### Document
....

Volume 7, Issue 44; 05 Nov 2023 (updated 09 Nov 2023)

Experiments in optimization of my iXML processor.

I’ve basically torn my iXML implementation apart and put it back together again over the past month or two. This was motivated largely, if not exclusively, by a desire to improve performance.

My original implementation used an Earley parser lifted straight from the paper SPPF-style Parsing from Earley Recognisers. It worked, but the performance was…mediocre. Hoping to do better, I implemented a GLL parser, lifted from Derivation representation using binary subtree sets (BSRs).

That had better performance, but generated a different data structure to represent the parse graph. Since all of my tree construction code was based on walking the SPPF, I had to build an SPPF from BSRs. Along the way, I discovered that one of the larger parses took a few hundred milliseconds to parse the input and then several seconds to construct the SPPF from the BSR.

Dang it.

So most of the work of the past couple of months has been rewriting the tree construction to work directly from the BSRs and then rewriting the Earley parser to generate BSRs.Bethan turns out to be remarkably good at this stuff: looking at grammars, looking at BSRs, understanding what they mean, and recognizing what’s needed. This would have been much harder without her help! (The BSR paper claims to include a description of a BSR-generating Earley parser. I couldn’t get it to work, but I don’t know if that’s a mistake in the paper or a failure on my part. In any event, I gave up and rolled my own.)

That’s what version 4.x will be based on. I hope to get an initial release out in the next week or two.

Having got what I thought was a parser with better performance, I turned my attention to the performance tests (they’re not linked from the main test suite catalog and, I confess, I’d largely forgotten about them).

Let’s look at a particular example, the a-star tests. They’re about as simple as you can get. The grammar is:

S = 'a'*.

And the input is a sequence of zero or more a characters. The current test suite has two sets of tests: one that doubles the number of a characters in each successive test and one that multiplies the number by a factor of ten. John Lumley observed recently that a linear sequence would be more useful for performance measurements and I’ve constructed one. (I’ll make a pull request to get it into the test suite in the next day or two.)

....

### Point annotation records
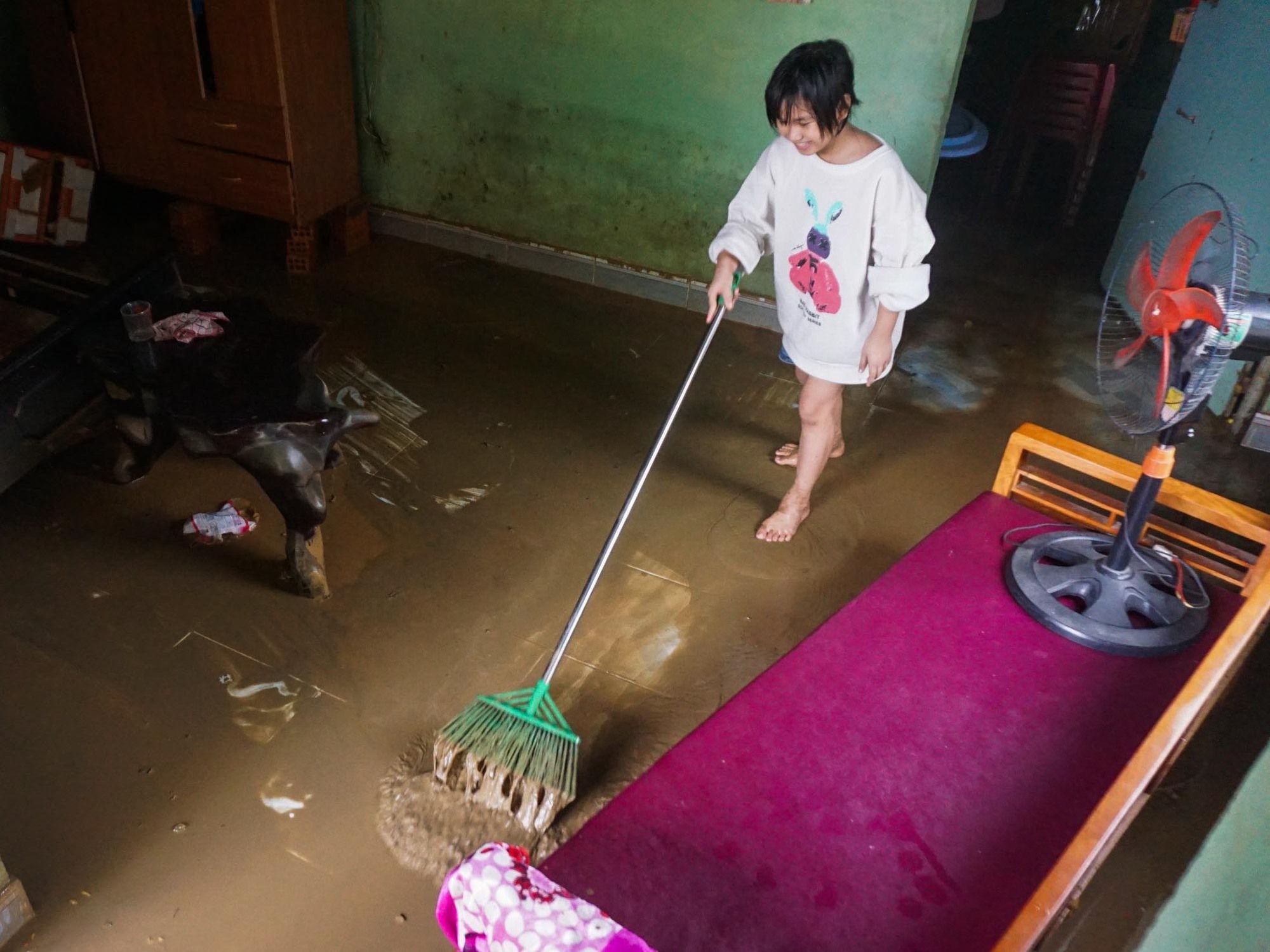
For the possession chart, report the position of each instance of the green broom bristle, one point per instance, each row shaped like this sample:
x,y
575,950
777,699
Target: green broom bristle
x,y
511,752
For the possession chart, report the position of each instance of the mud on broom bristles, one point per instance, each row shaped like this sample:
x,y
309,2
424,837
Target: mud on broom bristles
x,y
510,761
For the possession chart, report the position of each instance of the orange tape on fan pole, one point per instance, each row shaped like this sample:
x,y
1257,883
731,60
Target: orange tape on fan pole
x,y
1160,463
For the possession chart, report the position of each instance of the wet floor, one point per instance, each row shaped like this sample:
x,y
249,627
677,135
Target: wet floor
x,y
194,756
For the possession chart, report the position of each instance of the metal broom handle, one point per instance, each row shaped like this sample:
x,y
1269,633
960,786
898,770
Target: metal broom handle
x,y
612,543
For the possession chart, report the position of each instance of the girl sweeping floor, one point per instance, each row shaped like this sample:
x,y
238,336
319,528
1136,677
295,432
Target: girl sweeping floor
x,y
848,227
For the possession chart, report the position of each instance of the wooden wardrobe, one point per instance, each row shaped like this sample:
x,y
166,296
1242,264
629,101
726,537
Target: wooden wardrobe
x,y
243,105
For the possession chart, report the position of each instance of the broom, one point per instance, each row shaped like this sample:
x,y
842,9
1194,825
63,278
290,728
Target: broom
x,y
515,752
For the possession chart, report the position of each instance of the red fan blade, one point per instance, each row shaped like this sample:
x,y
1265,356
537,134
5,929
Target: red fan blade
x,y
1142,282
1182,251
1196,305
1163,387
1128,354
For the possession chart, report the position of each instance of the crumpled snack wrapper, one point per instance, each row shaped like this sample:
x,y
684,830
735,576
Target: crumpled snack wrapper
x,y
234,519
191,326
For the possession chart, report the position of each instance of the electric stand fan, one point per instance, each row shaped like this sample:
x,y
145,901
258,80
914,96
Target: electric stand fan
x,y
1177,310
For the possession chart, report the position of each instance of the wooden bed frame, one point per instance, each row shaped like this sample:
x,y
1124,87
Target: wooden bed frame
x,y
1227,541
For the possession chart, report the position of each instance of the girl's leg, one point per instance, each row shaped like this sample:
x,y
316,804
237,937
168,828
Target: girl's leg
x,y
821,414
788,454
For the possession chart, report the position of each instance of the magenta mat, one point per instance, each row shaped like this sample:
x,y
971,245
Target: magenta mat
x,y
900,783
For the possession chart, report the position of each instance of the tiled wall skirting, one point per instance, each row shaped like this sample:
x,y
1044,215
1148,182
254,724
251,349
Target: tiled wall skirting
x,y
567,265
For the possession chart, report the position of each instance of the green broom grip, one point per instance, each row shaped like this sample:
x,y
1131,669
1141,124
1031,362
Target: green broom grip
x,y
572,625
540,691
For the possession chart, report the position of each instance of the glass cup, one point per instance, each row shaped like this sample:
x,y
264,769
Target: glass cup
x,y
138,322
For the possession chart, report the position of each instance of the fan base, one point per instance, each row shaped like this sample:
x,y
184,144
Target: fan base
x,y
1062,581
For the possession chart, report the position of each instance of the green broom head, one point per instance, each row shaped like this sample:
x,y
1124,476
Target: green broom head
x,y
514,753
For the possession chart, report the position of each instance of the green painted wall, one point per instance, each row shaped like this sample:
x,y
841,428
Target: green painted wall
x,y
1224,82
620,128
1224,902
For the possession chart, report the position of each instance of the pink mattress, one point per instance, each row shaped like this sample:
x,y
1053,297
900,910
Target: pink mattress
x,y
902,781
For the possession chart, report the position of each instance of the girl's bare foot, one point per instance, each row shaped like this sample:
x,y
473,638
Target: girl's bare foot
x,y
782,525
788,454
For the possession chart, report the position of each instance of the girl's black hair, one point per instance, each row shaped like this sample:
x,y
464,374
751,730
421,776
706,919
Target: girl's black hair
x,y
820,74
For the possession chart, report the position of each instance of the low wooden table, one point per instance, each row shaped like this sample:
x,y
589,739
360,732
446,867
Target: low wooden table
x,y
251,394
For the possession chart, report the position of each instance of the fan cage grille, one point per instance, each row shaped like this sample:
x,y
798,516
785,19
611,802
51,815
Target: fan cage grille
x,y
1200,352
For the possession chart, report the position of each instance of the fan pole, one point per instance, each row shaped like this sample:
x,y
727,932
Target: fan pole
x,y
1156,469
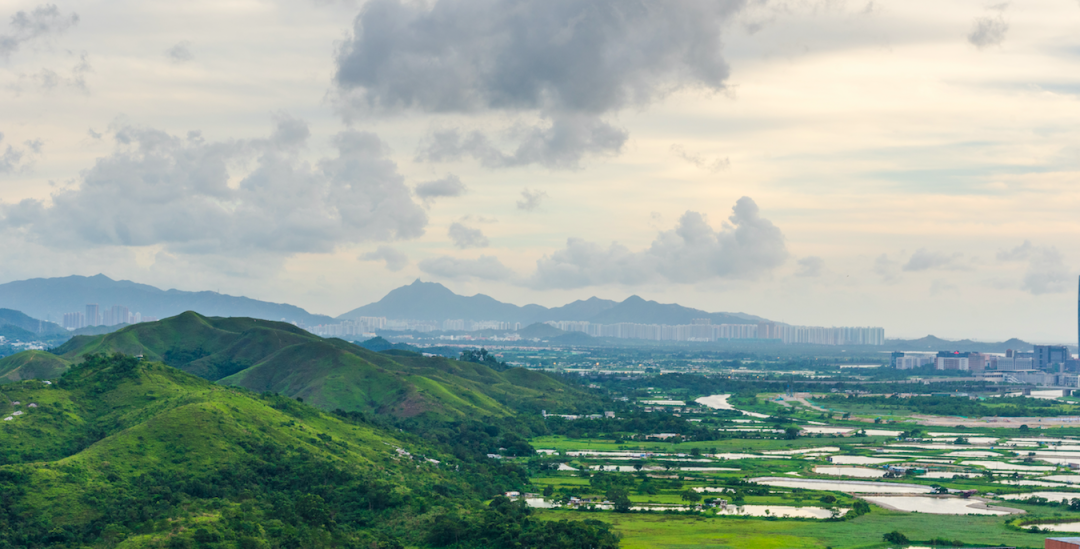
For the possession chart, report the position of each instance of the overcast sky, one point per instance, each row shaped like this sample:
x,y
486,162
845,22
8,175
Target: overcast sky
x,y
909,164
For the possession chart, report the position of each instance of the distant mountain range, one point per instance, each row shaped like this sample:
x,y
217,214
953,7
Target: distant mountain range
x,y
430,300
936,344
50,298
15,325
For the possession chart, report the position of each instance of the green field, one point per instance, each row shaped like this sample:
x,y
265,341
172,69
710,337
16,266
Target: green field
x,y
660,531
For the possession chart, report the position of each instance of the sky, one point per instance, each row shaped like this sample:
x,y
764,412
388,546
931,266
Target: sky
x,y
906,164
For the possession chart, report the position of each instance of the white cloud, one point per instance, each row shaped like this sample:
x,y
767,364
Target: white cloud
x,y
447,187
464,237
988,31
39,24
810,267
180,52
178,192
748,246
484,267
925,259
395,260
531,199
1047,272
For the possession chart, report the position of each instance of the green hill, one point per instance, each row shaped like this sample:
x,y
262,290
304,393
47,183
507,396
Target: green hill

....

### Written request
Proceed with the text on optimizing the iXML processor, beginning after its final sentence. The lines have no connection to the iXML text.

### Task response
In the linear test set, the first test has 0 a characters, the second has 20, the third 40, and so on. Here’s how Earley does on the first 100 tests. (Time, on the Y axis, is in milliseconds.)

[Photo]
Earley parse time

Oh, dear; not really that well. I hasten to add that, in general, Earley performs reasonably well, this test just happens to be problematic for it.

The GLL parser does better. So much better that I’ve plotted the entire set of 1,000 tests, none of which breaks the 30ms mark.

[Photo]
GLL parse time

That’s pretty much linear which isn’t unreasonable. (I haven’t worked out what causes the odd stepped nature of the plot; garbage collection maybe? I really don’t know. A kind reader pointed out that truncating to integer milliseconds was probably the reason. I checked. That's the reason.)

But, damn it, I bet every single reader who got this far is thinking something along the lines of “for the love of all things, a regular expression would do that in nothing flat!”

And I thought that too. My parser already allows you, the grammar author, to nominate a regular expression for a nonterminal. You could rewrite this grammar to use a regular expression and it would be a lot faster

How much faster? If you use a regular expression, none of the first 1,000 tests takes more than about 1ms to parse. That much faster.

Two things, though: first, if you nominate a regular expression, the parser uses it, whether it’s correct or not. That tool is sharp enough to give you a nasty cut. And second, the parser can figure this out for you. Consider this grammar rule:

S = X, A, Z.

If the parser can recognize that A, whatever that is, can be matched by a regular expression, and if Z, whatever that is, never begins with any character that could be matched by the regular expression, you can safely replace the iXML rule for A with the regular expression.

That turns out to be not too difficult. The parser already knows (for other reasons) what characters Z can begin with and some iXML expressions are easy to translate into regular expressions. (Some are easier than others and there are some subtleties related to Unicode character classes, versions of Unicode, and the like.)

That optimization will also available in verison 4.x.

A work in progress.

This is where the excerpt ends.